AIM OF THE EXERCISE => Only the lines from the one with "Check that every instance of the bare shrub" to the end of the data below should be given again, exactly, with both ends included and pictures omitted.

DATASET RECORDS =>
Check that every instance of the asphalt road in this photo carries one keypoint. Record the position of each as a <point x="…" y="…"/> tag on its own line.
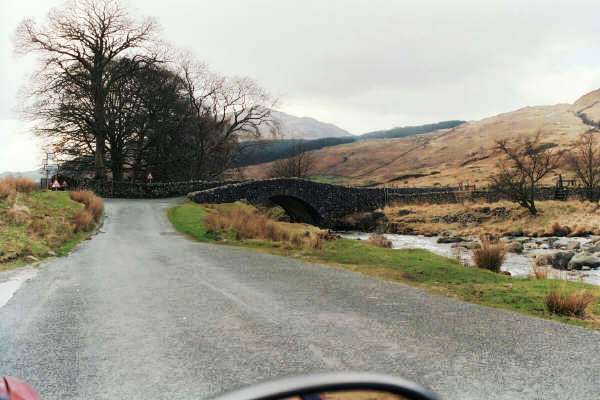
<point x="140" y="312"/>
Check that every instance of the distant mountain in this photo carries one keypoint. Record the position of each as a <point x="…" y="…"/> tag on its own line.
<point x="465" y="153"/>
<point x="411" y="130"/>
<point x="35" y="175"/>
<point x="264" y="151"/>
<point x="258" y="152"/>
<point x="292" y="127"/>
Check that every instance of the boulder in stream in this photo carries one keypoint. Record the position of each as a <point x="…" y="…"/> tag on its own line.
<point x="583" y="260"/>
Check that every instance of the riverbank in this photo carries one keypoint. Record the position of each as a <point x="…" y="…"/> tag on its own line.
<point x="421" y="268"/>
<point x="555" y="218"/>
<point x="37" y="225"/>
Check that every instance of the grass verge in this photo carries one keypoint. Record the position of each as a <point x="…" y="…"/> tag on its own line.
<point x="418" y="268"/>
<point x="44" y="229"/>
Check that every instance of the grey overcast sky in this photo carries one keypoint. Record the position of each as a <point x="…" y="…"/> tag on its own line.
<point x="360" y="64"/>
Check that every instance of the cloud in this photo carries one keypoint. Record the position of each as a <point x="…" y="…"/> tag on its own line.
<point x="375" y="64"/>
<point x="19" y="149"/>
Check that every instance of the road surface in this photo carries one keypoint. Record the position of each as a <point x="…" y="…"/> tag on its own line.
<point x="140" y="312"/>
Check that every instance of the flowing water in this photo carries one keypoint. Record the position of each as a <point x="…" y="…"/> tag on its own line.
<point x="519" y="265"/>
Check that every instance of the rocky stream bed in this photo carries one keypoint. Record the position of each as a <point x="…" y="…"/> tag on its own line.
<point x="565" y="258"/>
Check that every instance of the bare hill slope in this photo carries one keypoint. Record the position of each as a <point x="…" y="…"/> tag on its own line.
<point x="462" y="154"/>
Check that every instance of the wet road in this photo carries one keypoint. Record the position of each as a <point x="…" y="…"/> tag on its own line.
<point x="140" y="312"/>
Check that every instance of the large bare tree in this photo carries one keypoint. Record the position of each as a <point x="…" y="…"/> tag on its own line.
<point x="79" y="46"/>
<point x="526" y="163"/>
<point x="584" y="160"/>
<point x="223" y="112"/>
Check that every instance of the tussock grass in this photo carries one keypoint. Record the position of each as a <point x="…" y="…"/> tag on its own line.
<point x="84" y="221"/>
<point x="570" y="303"/>
<point x="539" y="272"/>
<point x="38" y="223"/>
<point x="379" y="241"/>
<point x="5" y="189"/>
<point x="563" y="218"/>
<point x="418" y="268"/>
<point x="247" y="223"/>
<point x="490" y="255"/>
<point x="93" y="204"/>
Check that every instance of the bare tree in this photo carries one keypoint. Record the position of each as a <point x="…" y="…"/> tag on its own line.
<point x="584" y="161"/>
<point x="300" y="165"/>
<point x="526" y="163"/>
<point x="77" y="46"/>
<point x="223" y="111"/>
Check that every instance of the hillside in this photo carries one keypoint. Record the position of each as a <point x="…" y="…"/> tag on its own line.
<point x="292" y="127"/>
<point x="406" y="131"/>
<point x="264" y="151"/>
<point x="462" y="154"/>
<point x="34" y="175"/>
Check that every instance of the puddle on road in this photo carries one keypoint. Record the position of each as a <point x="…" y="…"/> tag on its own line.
<point x="11" y="281"/>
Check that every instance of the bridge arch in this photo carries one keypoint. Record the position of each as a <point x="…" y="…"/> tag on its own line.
<point x="297" y="209"/>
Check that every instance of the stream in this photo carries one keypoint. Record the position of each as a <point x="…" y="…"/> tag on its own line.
<point x="519" y="265"/>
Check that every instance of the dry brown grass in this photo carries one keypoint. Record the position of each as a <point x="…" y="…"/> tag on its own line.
<point x="539" y="272"/>
<point x="490" y="256"/>
<point x="573" y="304"/>
<point x="81" y="196"/>
<point x="84" y="221"/>
<point x="248" y="223"/>
<point x="379" y="241"/>
<point x="568" y="218"/>
<point x="20" y="185"/>
<point x="5" y="190"/>
<point x="93" y="203"/>
<point x="19" y="215"/>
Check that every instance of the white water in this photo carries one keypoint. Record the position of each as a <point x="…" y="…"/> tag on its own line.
<point x="518" y="265"/>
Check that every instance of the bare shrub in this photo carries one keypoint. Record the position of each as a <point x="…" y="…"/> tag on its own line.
<point x="490" y="255"/>
<point x="25" y="185"/>
<point x="378" y="240"/>
<point x="81" y="196"/>
<point x="84" y="221"/>
<point x="573" y="304"/>
<point x="526" y="163"/>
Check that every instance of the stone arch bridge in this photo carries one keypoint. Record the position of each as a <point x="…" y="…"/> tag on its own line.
<point x="304" y="201"/>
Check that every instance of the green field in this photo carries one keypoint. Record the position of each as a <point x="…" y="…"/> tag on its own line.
<point x="419" y="268"/>
<point x="46" y="229"/>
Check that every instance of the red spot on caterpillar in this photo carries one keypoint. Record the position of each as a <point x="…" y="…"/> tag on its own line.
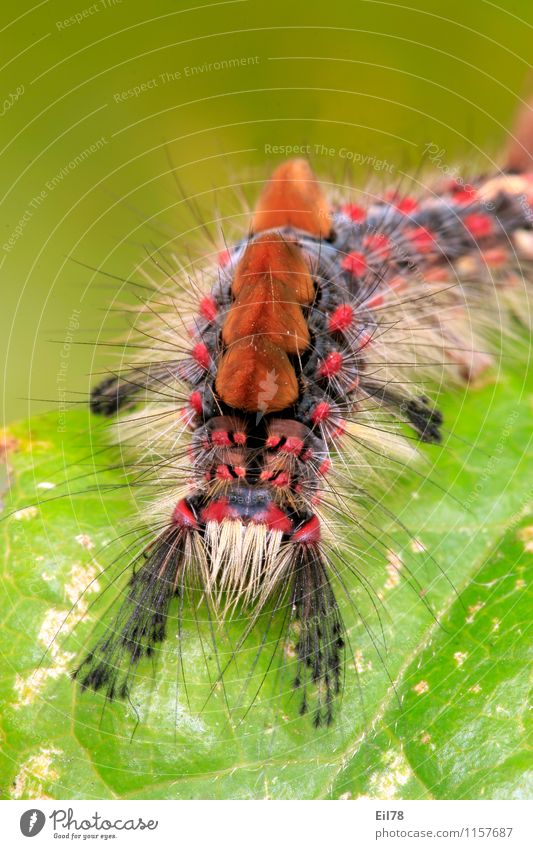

RESULT FOR THIS EXERCISE =>
Check that every instance of the bare shrub in this photo carries one keypoint. Record the position of each as a <point x="…" y="…"/> tag on its own line.
<point x="490" y="255"/>
<point x="25" y="185"/>
<point x="378" y="240"/>
<point x="81" y="196"/>
<point x="84" y="221"/>
<point x="573" y="304"/>
<point x="526" y="163"/>
Check that every instance of the stone arch bridge in this photo carries one keypoint. Record the position of each as a <point x="…" y="…"/> tag on its own line.
<point x="304" y="201"/>
Check that every instance of the green field in this photo carries one keypoint. Record the position of each as a <point x="…" y="…"/> tag on its own line.
<point x="419" y="268"/>
<point x="46" y="229"/>
Check that every instance of the red spot on caterpillar in this photo carries one keypoint. Record the position of each as a <point x="…" y="…"/> tag on its own line.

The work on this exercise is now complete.